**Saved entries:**
%%
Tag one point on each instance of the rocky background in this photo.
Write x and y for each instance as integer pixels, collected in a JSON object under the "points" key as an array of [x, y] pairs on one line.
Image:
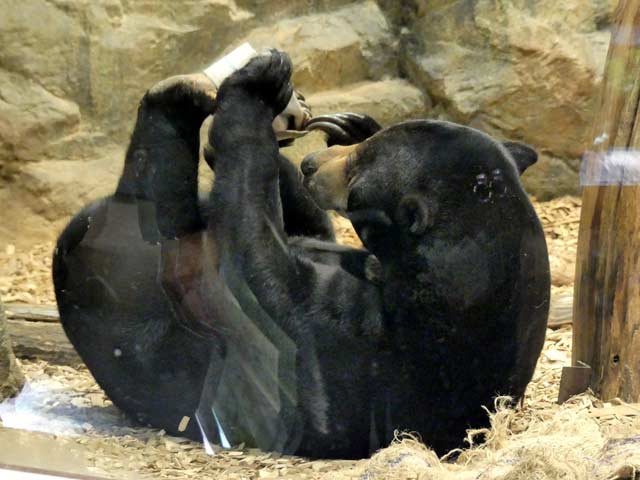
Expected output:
{"points": [[72, 72], [11, 377]]}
%%
**TASK BRIEF:** Copy out the listing again, changing "rocky background" to "sandy shoreline" and leaving everything else as is. Leave the pictures out.

**SOLUTION TO THE EXERCISE:**
Tag one point on each instance of the sandy shoreline in this photo.
Write x and y for each instance as integer pixels, collected in a JSON object under the "points" key as an array of [x, y] pairs on one line.
Image:
Expected output:
{"points": [[72, 72], [11, 377]]}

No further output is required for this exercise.